#### Tarefa 1
Resuma em duas frases o texto sobre penas restritivas de direitos.
#### Tarefa 2
Reproduza o trecho do texto sobre penas restritivas de direitos que começa com as palavras "2. INTRODUÇÃO" e termina com "e a prisão.".
#### Tarefa 3
Escreva a sequência do texto sobre penas restritivas de direitos, começando logo após a última frase apresentada.

#### Texto extraído
1. RESUMO:O presente trabalho pretende fazer uma análise acerca das penas restritivas de direitos e sua função ressocializadora. Lançadas como uma tentativa de oferecer alternativas ao cárcere, as penas restritivas de direitos possuem importância que deve ser destacada e estudada de forma mais profunda, dada a sua importância na aplicação de penalidade aos crimes de menor potencial ofensivo.
2. INTRODUÇÃO
Sempre permeou a sociedade a ideia da necessidade de punir. Assim, aquele que infringisse alguma de suas leis caberia arcar com a penalidade correspondente.
A punição funciona, assim, como uma forma de fazer com que o indivíduo sinta o peso de sua conduta desviada e, ao mesmo tempo, fique intimidado de cometê-la, uma vez que passa a temer a penalidade que poderá vir a suportar caso incorra em fato que implique no desrespeito ao ordenamento jurídico vigente.
Podemos destacar três momentos históricos com características bastante peculiares no que concerne à aplicação da pena. São elas a vingança privada, a vingança pública e a prisão.
Na vingança privada, tinha-se a desproporção entre o ato delitivo e a penalidade aplicada. Ocorrido um ato que infringisse as normas sociais, despertava-se a ira contra o infrator, que suportaria uma repressão sem ponderar para a correspondente gravidade do ato que praticara. Estava a pena vinculada a critérios místicos. Acreditava-se que ao cometer um ato reprovável, o indivíduo estava desrespeitando a própria divindade.

#### Linhas de dados
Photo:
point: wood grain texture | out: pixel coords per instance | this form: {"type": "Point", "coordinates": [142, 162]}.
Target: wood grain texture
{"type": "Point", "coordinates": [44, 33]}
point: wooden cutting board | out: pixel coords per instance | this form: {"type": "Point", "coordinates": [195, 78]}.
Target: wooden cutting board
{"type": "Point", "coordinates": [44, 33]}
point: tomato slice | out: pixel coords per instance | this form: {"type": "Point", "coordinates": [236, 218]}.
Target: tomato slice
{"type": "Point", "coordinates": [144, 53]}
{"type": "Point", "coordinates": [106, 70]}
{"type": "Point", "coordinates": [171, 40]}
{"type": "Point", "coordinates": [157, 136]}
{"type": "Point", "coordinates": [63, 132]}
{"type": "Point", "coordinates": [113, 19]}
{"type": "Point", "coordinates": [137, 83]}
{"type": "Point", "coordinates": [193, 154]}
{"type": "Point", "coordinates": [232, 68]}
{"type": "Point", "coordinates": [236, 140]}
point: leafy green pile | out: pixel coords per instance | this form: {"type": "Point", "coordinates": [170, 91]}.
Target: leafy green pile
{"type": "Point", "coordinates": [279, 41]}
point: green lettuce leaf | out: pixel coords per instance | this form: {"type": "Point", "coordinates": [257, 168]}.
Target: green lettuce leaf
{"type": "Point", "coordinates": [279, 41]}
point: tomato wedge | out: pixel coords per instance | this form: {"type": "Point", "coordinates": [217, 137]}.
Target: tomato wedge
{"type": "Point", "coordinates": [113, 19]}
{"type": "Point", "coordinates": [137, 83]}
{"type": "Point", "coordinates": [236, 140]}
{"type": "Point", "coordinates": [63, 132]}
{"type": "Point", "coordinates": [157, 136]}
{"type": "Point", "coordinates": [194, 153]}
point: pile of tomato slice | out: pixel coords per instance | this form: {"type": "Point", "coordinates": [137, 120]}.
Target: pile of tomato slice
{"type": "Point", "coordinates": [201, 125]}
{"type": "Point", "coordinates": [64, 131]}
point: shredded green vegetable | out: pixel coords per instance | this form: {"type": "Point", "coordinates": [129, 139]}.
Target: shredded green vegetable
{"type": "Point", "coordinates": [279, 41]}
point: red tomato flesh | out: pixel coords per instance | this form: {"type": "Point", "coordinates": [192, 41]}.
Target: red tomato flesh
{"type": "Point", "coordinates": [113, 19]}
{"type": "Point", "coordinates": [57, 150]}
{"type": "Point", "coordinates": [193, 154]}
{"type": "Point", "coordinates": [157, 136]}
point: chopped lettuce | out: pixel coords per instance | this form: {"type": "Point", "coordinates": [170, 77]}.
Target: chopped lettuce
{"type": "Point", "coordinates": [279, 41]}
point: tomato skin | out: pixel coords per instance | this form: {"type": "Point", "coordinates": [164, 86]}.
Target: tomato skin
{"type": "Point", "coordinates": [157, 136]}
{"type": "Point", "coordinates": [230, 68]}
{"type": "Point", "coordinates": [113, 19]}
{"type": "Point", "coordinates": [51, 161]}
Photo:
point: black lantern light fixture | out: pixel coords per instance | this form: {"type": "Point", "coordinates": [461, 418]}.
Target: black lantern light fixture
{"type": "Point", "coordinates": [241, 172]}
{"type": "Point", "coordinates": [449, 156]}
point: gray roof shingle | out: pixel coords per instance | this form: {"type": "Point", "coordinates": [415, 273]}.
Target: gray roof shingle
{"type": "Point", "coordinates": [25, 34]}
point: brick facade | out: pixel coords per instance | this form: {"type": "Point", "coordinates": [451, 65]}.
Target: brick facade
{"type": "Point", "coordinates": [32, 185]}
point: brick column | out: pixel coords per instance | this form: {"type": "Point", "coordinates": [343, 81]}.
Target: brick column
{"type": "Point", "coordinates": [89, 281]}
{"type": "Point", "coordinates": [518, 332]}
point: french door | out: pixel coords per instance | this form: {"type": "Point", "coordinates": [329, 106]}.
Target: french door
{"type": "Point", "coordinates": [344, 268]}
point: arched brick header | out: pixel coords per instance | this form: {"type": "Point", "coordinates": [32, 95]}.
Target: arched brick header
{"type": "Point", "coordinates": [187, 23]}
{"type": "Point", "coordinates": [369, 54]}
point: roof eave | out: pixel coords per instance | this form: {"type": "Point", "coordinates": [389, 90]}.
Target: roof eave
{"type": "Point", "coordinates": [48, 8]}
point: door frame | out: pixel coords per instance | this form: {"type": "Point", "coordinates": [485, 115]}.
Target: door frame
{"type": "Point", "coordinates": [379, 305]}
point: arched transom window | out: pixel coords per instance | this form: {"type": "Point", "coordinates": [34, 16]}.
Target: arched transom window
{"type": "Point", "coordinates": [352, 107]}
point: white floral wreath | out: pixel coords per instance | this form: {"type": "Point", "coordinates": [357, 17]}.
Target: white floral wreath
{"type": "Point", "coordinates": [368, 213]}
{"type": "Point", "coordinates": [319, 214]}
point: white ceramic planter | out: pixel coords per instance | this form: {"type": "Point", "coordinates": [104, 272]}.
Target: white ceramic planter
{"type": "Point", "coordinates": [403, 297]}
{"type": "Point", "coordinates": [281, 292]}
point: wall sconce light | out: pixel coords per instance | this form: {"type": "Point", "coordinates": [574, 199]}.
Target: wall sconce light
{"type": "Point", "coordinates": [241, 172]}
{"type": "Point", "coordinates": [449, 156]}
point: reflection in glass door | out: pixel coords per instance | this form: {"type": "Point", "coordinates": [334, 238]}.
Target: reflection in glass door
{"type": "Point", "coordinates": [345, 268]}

#### Resposta 1
O trabalho se propõe a analisar as penas restritivas de direitos e sua função ressocializadora, destacando sua importância como alternativa ao cárcere na punição de crimes de menor potencial ofensivo. Na introdução, a punição aparece como forma de fazer o indivíduo sentir o peso de sua conduta e temer a penalidade, e são apontados três momentos históricos da pena (vingança privada, vingança pública e prisão), dos quais a vingança privada se caracterizava pela desproporção entre o ato e a pena e por critérios místicos.

#### Resposta 2
2. INTRODUÇÃO
Sempre permeou a sociedade a ideia da necessidade de punir. Assim, aquele que infringisse alguma de suas leis caberia arcar com a penalidade correspondente.
A punição funciona, assim, como uma forma de fazer com que o indivíduo sinta o peso de sua conduta desviada e, ao mesmo tempo, fique intimidado de cometê-la, uma vez que passa a temer a penalidade que poderá vir a suportar caso incorra em fato que implique no desrespeito ao ordenamento jurídico vigente.
Podemos destacar três momentos históricos com características bastante peculiares no que concerne à aplicação da pena. São elas a vingança privada, a vingança pública e a prisão.

#### Resposta 3
A vingança pública veio em uma época um pouco mais organizada. Surge a figura de um chefe capaz de coordenar a esfera política. Assim, a pena dissocia-se, ainda que parcialmente, do caráter religioso, a fim de se tornar fruto de um ato público praticado em prol da sociedade como um todo.
A pena de prisão foi surgindo aos poucos, inicialmente utilizada como forma de prevenção. Aos poucos, foi tomando a forma que hoje nos deparamos na reprimenda de ilícitos.
3. DAS PENAS RESTRITIVAS DE DIREITOS
A legislação penal brasileira estabelece, atualmente, três modalidades de penas: a privativa de liberdade, a restritiva de direitos e a multa.
A pena privativa de liberdade é alvo de numerosas críticas. Desde o seu nascedouro, vem cunhada de censuras quanto à efetiva recuperação daquele que a ela é submetida. Representa, em síntese, o fracasso da sociedade em lidar com aqueles que infrinjam suas normas legais.
A pena restritiva de direitos representa uma alternativa ao cárcere. Através dela, busca-se reprimir a conduta sem o desgaste e sem os desnecessários traumas decorrentes da restrição da liberdade, quando aplicada a crimes de menor potencial ofensivo.
A multa, por sua vez, atende a necessidade subsidiária em relação à aplicação de penalidade.
As penas restritivas de direitos estão previstas nos artigos 43 a 48 do Código Penal. Atuam de forma autônoma em relação à pena privativa de liberdade, somente podendo ser aplicadas após a delimitação da respectiva pena privativa de liberdade, uma vez que esta é um dos elementos a se avaliar na concessão ou não da conversão da pena.
Para a concessão da pena restritiva de direitos, deverão ser observadas as exigências do artigo 44 do Código Penal Brasileiro.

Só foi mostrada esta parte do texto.